» Supplied entries
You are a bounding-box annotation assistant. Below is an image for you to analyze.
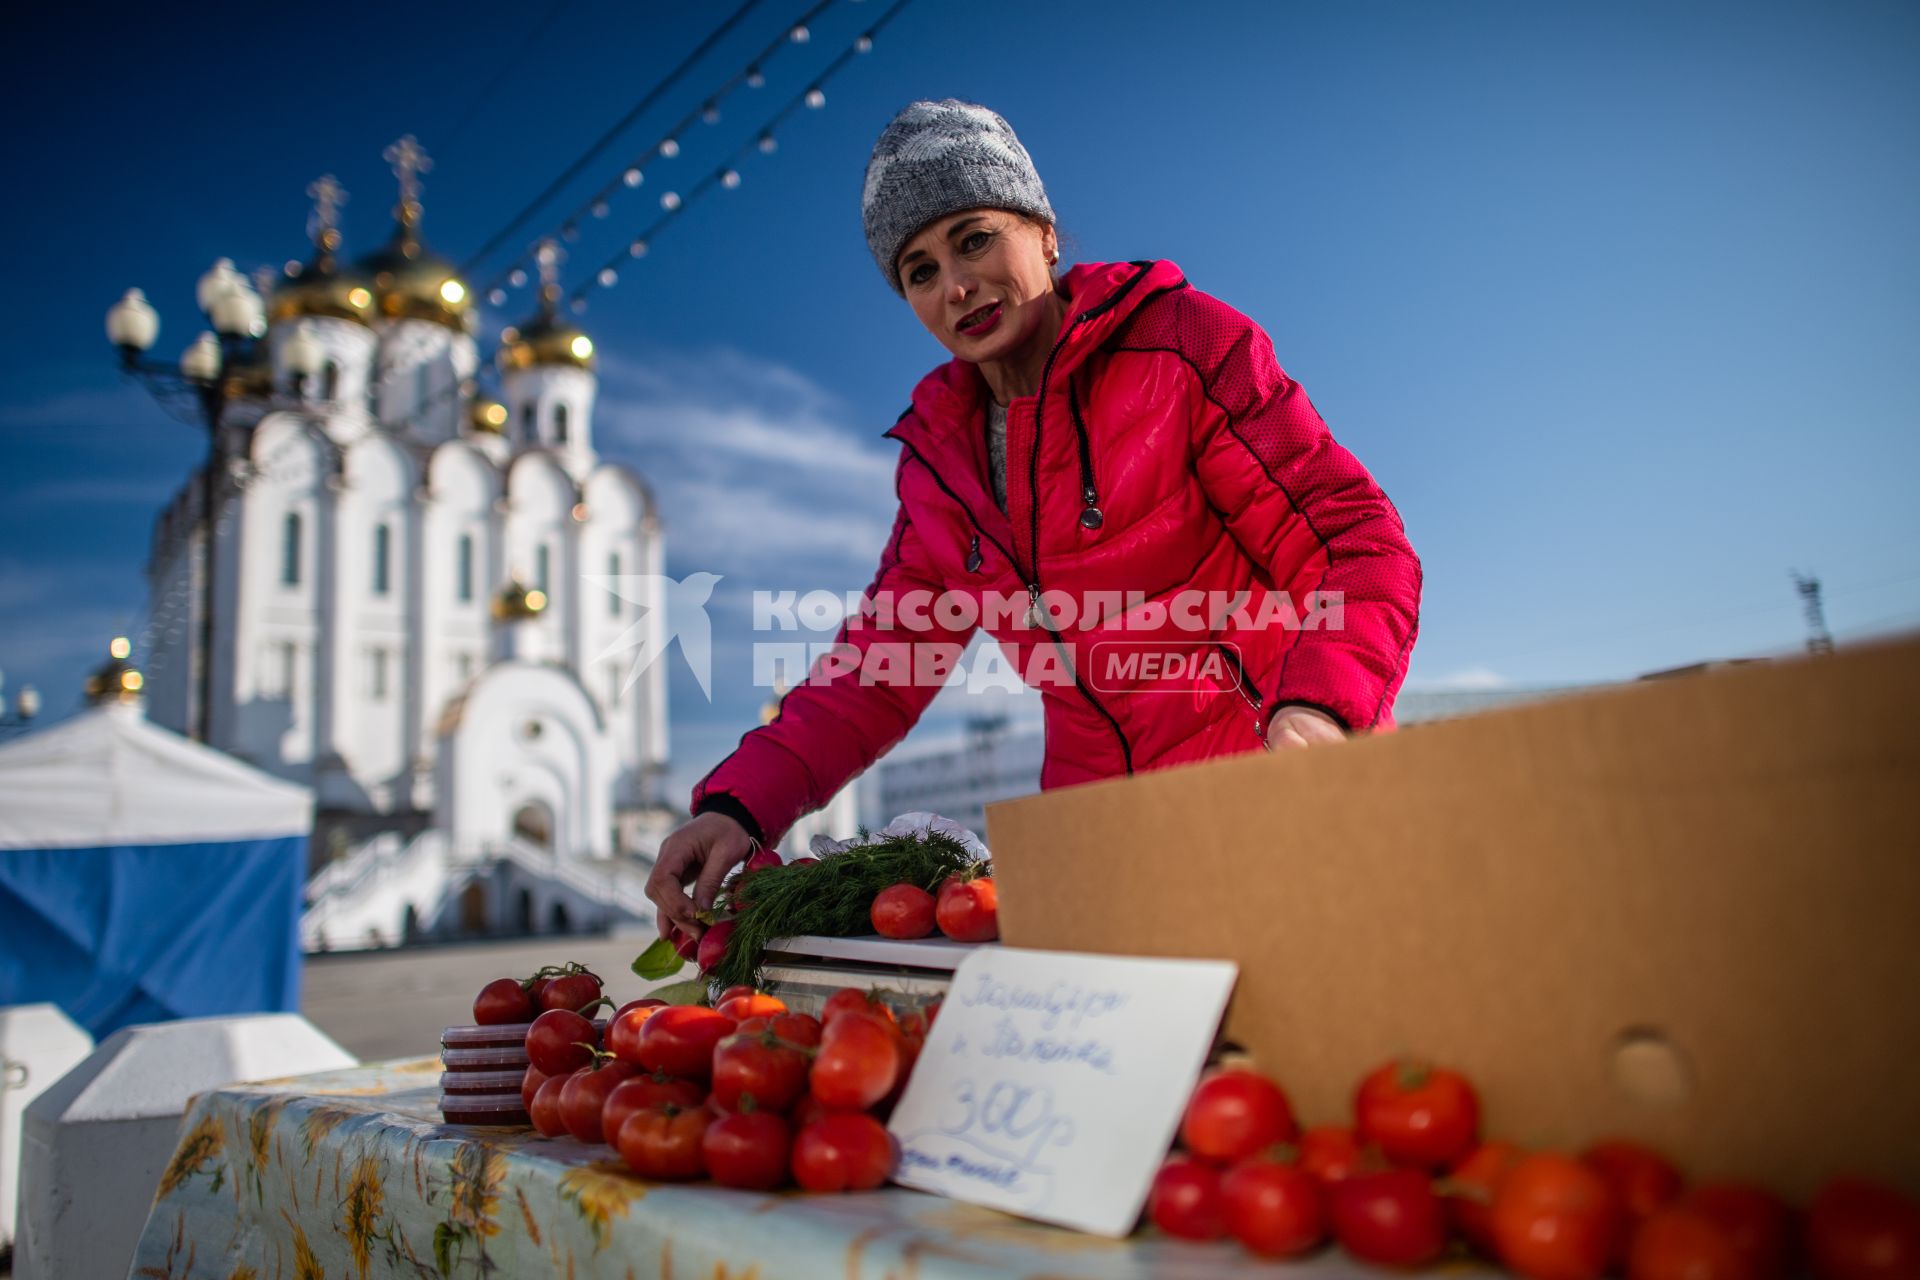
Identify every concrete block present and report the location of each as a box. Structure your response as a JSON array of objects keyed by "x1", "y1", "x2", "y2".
[
  {"x1": 11, "y1": 1013, "x2": 355, "y2": 1280},
  {"x1": 0, "y1": 1004, "x2": 93, "y2": 1251}
]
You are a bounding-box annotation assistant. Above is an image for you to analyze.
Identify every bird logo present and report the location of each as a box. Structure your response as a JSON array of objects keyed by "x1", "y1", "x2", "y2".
[{"x1": 584, "y1": 571, "x2": 722, "y2": 701}]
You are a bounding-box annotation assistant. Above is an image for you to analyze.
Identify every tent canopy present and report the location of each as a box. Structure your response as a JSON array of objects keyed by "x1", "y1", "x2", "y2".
[{"x1": 0, "y1": 703, "x2": 314, "y2": 1038}]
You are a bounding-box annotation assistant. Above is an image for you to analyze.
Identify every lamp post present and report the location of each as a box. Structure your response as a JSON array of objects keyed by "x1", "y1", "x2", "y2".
[
  {"x1": 0, "y1": 668, "x2": 41, "y2": 741},
  {"x1": 105, "y1": 262, "x2": 267, "y2": 743}
]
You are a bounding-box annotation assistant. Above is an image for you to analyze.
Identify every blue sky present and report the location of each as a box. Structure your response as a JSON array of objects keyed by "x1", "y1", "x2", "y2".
[{"x1": 3, "y1": 0, "x2": 1917, "y2": 803}]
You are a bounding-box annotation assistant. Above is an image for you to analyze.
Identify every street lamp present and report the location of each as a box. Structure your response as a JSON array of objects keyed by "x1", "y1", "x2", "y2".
[
  {"x1": 105, "y1": 259, "x2": 274, "y2": 743},
  {"x1": 0, "y1": 668, "x2": 41, "y2": 741}
]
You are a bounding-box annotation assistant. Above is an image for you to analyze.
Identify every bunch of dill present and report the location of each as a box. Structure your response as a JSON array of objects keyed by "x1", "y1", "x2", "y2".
[{"x1": 709, "y1": 829, "x2": 983, "y2": 991}]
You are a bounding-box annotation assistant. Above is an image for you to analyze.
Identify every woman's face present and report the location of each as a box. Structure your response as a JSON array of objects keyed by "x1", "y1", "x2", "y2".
[{"x1": 897, "y1": 209, "x2": 1060, "y2": 366}]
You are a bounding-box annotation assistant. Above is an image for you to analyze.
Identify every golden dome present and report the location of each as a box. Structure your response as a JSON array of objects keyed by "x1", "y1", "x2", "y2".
[
  {"x1": 85, "y1": 639, "x2": 145, "y2": 705},
  {"x1": 497, "y1": 311, "x2": 596, "y2": 372},
  {"x1": 269, "y1": 230, "x2": 375, "y2": 327},
  {"x1": 491, "y1": 579, "x2": 548, "y2": 621},
  {"x1": 354, "y1": 205, "x2": 472, "y2": 332},
  {"x1": 469, "y1": 398, "x2": 508, "y2": 434}
]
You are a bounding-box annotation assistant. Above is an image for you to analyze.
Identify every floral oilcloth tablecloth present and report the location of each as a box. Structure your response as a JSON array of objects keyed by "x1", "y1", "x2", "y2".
[{"x1": 130, "y1": 1059, "x2": 1457, "y2": 1280}]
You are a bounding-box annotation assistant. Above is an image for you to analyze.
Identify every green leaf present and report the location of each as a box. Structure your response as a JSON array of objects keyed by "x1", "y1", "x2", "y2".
[
  {"x1": 630, "y1": 937, "x2": 685, "y2": 982},
  {"x1": 650, "y1": 977, "x2": 710, "y2": 1006},
  {"x1": 433, "y1": 1221, "x2": 456, "y2": 1275}
]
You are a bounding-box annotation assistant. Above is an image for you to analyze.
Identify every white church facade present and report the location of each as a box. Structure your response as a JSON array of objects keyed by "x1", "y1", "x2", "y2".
[{"x1": 140, "y1": 145, "x2": 676, "y2": 947}]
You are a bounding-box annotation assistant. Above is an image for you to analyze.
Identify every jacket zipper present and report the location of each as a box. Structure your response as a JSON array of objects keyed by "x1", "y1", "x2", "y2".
[
  {"x1": 1214, "y1": 640, "x2": 1270, "y2": 749},
  {"x1": 1067, "y1": 380, "x2": 1103, "y2": 530}
]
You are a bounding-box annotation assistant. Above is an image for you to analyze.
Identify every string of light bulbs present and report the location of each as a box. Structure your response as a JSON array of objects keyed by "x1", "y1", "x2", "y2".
[
  {"x1": 473, "y1": 0, "x2": 841, "y2": 300},
  {"x1": 562, "y1": 0, "x2": 914, "y2": 313}
]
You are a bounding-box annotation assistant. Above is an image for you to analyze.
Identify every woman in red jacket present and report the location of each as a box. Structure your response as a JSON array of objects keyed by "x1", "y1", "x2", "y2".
[{"x1": 648, "y1": 100, "x2": 1421, "y2": 941}]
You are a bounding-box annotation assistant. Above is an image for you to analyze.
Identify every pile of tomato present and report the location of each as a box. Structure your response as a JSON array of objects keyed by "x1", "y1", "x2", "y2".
[
  {"x1": 476, "y1": 966, "x2": 936, "y2": 1195},
  {"x1": 1151, "y1": 1059, "x2": 1920, "y2": 1280},
  {"x1": 869, "y1": 873, "x2": 998, "y2": 942}
]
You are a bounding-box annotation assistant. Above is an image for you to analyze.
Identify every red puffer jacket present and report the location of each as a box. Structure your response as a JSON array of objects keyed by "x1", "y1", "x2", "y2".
[{"x1": 692, "y1": 259, "x2": 1421, "y2": 847}]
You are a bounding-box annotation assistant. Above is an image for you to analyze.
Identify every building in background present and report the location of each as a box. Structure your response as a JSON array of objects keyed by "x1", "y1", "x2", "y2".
[{"x1": 139, "y1": 143, "x2": 672, "y2": 948}]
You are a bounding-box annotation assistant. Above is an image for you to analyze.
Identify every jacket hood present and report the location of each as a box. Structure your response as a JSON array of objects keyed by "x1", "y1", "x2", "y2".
[{"x1": 897, "y1": 258, "x2": 1187, "y2": 443}]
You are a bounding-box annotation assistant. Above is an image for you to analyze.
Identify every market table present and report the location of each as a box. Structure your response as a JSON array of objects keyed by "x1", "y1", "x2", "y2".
[{"x1": 128, "y1": 1058, "x2": 1473, "y2": 1279}]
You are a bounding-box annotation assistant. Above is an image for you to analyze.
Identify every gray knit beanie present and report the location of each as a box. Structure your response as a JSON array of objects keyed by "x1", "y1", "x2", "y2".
[{"x1": 861, "y1": 99, "x2": 1054, "y2": 295}]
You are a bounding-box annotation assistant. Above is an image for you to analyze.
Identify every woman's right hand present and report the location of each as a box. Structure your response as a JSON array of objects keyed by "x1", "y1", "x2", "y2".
[{"x1": 646, "y1": 811, "x2": 758, "y2": 941}]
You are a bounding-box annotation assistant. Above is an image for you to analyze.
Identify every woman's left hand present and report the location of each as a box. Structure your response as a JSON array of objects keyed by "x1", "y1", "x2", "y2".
[{"x1": 1267, "y1": 705, "x2": 1346, "y2": 751}]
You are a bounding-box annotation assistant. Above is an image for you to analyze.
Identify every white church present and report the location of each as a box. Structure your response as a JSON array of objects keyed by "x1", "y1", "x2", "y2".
[{"x1": 137, "y1": 141, "x2": 684, "y2": 949}]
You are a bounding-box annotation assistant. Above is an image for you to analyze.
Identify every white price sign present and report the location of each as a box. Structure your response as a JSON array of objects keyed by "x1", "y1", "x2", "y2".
[{"x1": 885, "y1": 946, "x2": 1238, "y2": 1237}]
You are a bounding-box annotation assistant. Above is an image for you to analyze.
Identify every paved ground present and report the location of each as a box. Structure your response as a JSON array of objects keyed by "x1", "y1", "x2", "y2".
[{"x1": 300, "y1": 929, "x2": 665, "y2": 1061}]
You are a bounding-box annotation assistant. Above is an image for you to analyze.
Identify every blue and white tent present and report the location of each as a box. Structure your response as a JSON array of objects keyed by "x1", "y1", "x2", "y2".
[{"x1": 0, "y1": 701, "x2": 313, "y2": 1038}]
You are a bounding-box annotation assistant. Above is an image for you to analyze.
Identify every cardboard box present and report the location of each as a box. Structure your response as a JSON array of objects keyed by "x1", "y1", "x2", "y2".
[{"x1": 987, "y1": 637, "x2": 1920, "y2": 1197}]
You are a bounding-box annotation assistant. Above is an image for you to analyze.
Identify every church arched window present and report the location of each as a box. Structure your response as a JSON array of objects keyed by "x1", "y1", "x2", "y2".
[
  {"x1": 536, "y1": 544, "x2": 551, "y2": 593},
  {"x1": 607, "y1": 551, "x2": 621, "y2": 616},
  {"x1": 520, "y1": 402, "x2": 536, "y2": 442},
  {"x1": 281, "y1": 512, "x2": 302, "y2": 587},
  {"x1": 320, "y1": 361, "x2": 339, "y2": 402},
  {"x1": 372, "y1": 523, "x2": 392, "y2": 596},
  {"x1": 456, "y1": 533, "x2": 474, "y2": 603},
  {"x1": 554, "y1": 403, "x2": 570, "y2": 445}
]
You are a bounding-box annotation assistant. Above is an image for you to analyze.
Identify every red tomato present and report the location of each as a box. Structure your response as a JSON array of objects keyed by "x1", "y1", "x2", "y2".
[
  {"x1": 1298, "y1": 1125, "x2": 1367, "y2": 1186},
  {"x1": 1149, "y1": 1155, "x2": 1226, "y2": 1241},
  {"x1": 790, "y1": 1113, "x2": 894, "y2": 1192},
  {"x1": 1223, "y1": 1156, "x2": 1327, "y2": 1257},
  {"x1": 520, "y1": 1065, "x2": 549, "y2": 1113},
  {"x1": 716, "y1": 993, "x2": 788, "y2": 1022},
  {"x1": 636, "y1": 1005, "x2": 736, "y2": 1079},
  {"x1": 1179, "y1": 1067, "x2": 1297, "y2": 1164},
  {"x1": 529, "y1": 1074, "x2": 570, "y2": 1137},
  {"x1": 616, "y1": 1104, "x2": 712, "y2": 1180},
  {"x1": 737, "y1": 1011, "x2": 824, "y2": 1049},
  {"x1": 1629, "y1": 1206, "x2": 1756, "y2": 1280},
  {"x1": 612, "y1": 998, "x2": 667, "y2": 1022},
  {"x1": 525, "y1": 1008, "x2": 598, "y2": 1076},
  {"x1": 539, "y1": 969, "x2": 604, "y2": 1014},
  {"x1": 473, "y1": 977, "x2": 534, "y2": 1025},
  {"x1": 711, "y1": 1031, "x2": 809, "y2": 1113},
  {"x1": 1492, "y1": 1154, "x2": 1625, "y2": 1280},
  {"x1": 1806, "y1": 1178, "x2": 1920, "y2": 1280},
  {"x1": 605, "y1": 1004, "x2": 666, "y2": 1065},
  {"x1": 934, "y1": 875, "x2": 999, "y2": 942},
  {"x1": 1585, "y1": 1140, "x2": 1686, "y2": 1230},
  {"x1": 526, "y1": 976, "x2": 553, "y2": 1008},
  {"x1": 1354, "y1": 1059, "x2": 1481, "y2": 1169},
  {"x1": 871, "y1": 884, "x2": 937, "y2": 939},
  {"x1": 1449, "y1": 1140, "x2": 1528, "y2": 1254},
  {"x1": 716, "y1": 985, "x2": 757, "y2": 1006},
  {"x1": 696, "y1": 919, "x2": 736, "y2": 973},
  {"x1": 1330, "y1": 1168, "x2": 1448, "y2": 1267},
  {"x1": 790, "y1": 1093, "x2": 835, "y2": 1129},
  {"x1": 601, "y1": 1073, "x2": 704, "y2": 1145},
  {"x1": 559, "y1": 1060, "x2": 638, "y2": 1144},
  {"x1": 822, "y1": 987, "x2": 899, "y2": 1030},
  {"x1": 1681, "y1": 1184, "x2": 1794, "y2": 1280},
  {"x1": 810, "y1": 1014, "x2": 900, "y2": 1111},
  {"x1": 703, "y1": 1108, "x2": 792, "y2": 1190}
]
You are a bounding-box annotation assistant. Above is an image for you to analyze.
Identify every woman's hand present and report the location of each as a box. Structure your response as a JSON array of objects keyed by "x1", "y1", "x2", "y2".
[
  {"x1": 1267, "y1": 705, "x2": 1346, "y2": 751},
  {"x1": 646, "y1": 811, "x2": 758, "y2": 941}
]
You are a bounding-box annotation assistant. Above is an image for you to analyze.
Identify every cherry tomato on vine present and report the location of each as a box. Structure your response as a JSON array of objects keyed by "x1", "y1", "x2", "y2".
[
  {"x1": 559, "y1": 1060, "x2": 638, "y2": 1144},
  {"x1": 601, "y1": 1072, "x2": 705, "y2": 1146},
  {"x1": 934, "y1": 875, "x2": 998, "y2": 942},
  {"x1": 703, "y1": 1107, "x2": 792, "y2": 1190},
  {"x1": 473, "y1": 977, "x2": 534, "y2": 1025},
  {"x1": 1448, "y1": 1139, "x2": 1527, "y2": 1254},
  {"x1": 711, "y1": 1031, "x2": 809, "y2": 1114},
  {"x1": 636, "y1": 1005, "x2": 735, "y2": 1079},
  {"x1": 539, "y1": 968, "x2": 604, "y2": 1014},
  {"x1": 1806, "y1": 1178, "x2": 1920, "y2": 1280},
  {"x1": 1354, "y1": 1059, "x2": 1480, "y2": 1169},
  {"x1": 790, "y1": 1113, "x2": 893, "y2": 1192},
  {"x1": 616, "y1": 1104, "x2": 712, "y2": 1180},
  {"x1": 529, "y1": 1074, "x2": 570, "y2": 1137},
  {"x1": 1491, "y1": 1154, "x2": 1625, "y2": 1280},
  {"x1": 1179, "y1": 1067, "x2": 1296, "y2": 1164},
  {"x1": 871, "y1": 884, "x2": 936, "y2": 939},
  {"x1": 525, "y1": 1008, "x2": 598, "y2": 1076},
  {"x1": 1148, "y1": 1155, "x2": 1226, "y2": 1241},
  {"x1": 1680, "y1": 1184, "x2": 1794, "y2": 1280},
  {"x1": 1330, "y1": 1168, "x2": 1448, "y2": 1267},
  {"x1": 520, "y1": 1065, "x2": 548, "y2": 1113},
  {"x1": 810, "y1": 1014, "x2": 899, "y2": 1111},
  {"x1": 1224, "y1": 1156, "x2": 1327, "y2": 1257}
]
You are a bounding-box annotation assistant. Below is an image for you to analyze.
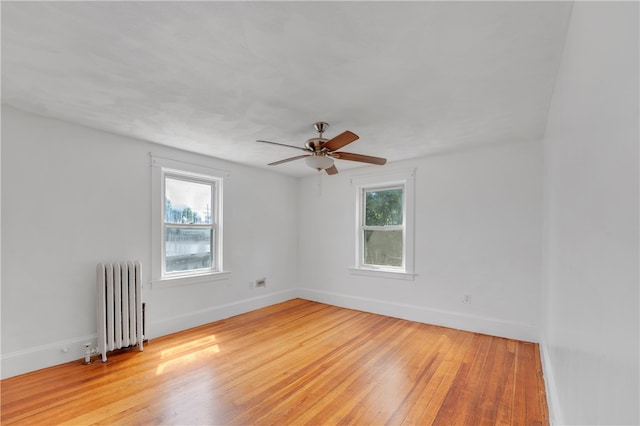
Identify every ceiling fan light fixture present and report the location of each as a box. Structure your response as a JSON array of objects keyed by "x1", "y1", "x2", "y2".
[{"x1": 305, "y1": 154, "x2": 334, "y2": 171}]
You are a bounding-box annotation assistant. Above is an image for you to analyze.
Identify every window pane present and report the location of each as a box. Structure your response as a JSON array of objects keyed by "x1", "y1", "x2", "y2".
[
  {"x1": 165, "y1": 177, "x2": 213, "y2": 224},
  {"x1": 364, "y1": 229, "x2": 403, "y2": 267},
  {"x1": 365, "y1": 188, "x2": 403, "y2": 226},
  {"x1": 165, "y1": 227, "x2": 213, "y2": 272}
]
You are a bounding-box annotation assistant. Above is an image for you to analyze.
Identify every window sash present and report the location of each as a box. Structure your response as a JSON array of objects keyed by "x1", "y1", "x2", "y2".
[
  {"x1": 164, "y1": 174, "x2": 216, "y2": 224},
  {"x1": 361, "y1": 228, "x2": 405, "y2": 269},
  {"x1": 363, "y1": 186, "x2": 404, "y2": 227},
  {"x1": 164, "y1": 224, "x2": 215, "y2": 275}
]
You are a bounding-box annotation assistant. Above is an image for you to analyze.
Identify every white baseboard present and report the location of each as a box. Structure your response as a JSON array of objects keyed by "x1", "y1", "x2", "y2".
[
  {"x1": 147, "y1": 289, "x2": 298, "y2": 339},
  {"x1": 1, "y1": 289, "x2": 297, "y2": 380},
  {"x1": 2, "y1": 289, "x2": 539, "y2": 380},
  {"x1": 539, "y1": 342, "x2": 563, "y2": 426},
  {"x1": 297, "y1": 288, "x2": 539, "y2": 342},
  {"x1": 1, "y1": 334, "x2": 97, "y2": 380}
]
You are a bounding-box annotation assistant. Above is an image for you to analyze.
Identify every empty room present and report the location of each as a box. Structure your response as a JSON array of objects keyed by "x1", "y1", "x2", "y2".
[{"x1": 1, "y1": 1, "x2": 638, "y2": 425}]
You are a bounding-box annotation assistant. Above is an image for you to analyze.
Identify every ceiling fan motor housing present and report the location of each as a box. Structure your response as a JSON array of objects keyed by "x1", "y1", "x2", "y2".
[{"x1": 305, "y1": 137, "x2": 327, "y2": 151}]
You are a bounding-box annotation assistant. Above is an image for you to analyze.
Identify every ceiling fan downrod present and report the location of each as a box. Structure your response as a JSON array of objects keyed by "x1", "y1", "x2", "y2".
[{"x1": 314, "y1": 121, "x2": 328, "y2": 137}]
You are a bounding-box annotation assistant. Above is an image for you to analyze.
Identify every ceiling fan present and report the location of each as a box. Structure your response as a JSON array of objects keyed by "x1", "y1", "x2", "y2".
[{"x1": 257, "y1": 122, "x2": 387, "y2": 175}]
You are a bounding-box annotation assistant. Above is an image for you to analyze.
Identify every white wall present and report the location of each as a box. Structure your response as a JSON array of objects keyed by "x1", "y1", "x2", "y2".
[
  {"x1": 541, "y1": 2, "x2": 639, "y2": 425},
  {"x1": 1, "y1": 106, "x2": 300, "y2": 378},
  {"x1": 298, "y1": 140, "x2": 543, "y2": 342},
  {"x1": 0, "y1": 104, "x2": 545, "y2": 378}
]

» What the task requires
Everything from the line with "Identify every ceiling fan present" through the end of the listing, both ends included, needs to be transcribed exactly, with no other lines.

» Solution to the problem
Identify every ceiling fan present and report the location of each as a box. Structure your response as a JSON array of objects keyed by "x1", "y1", "x2", "y2".
[{"x1": 257, "y1": 122, "x2": 387, "y2": 175}]
You are a bounding-box annotation assistant. Above is an image for you to analyze.
Identify every white wall present and report the location of each as a box. Structure your response as a JSON array of objects keyed by "x1", "y1", "x2", "y2".
[
  {"x1": 541, "y1": 2, "x2": 639, "y2": 425},
  {"x1": 1, "y1": 106, "x2": 300, "y2": 378},
  {"x1": 298, "y1": 140, "x2": 543, "y2": 342},
  {"x1": 0, "y1": 104, "x2": 545, "y2": 378}
]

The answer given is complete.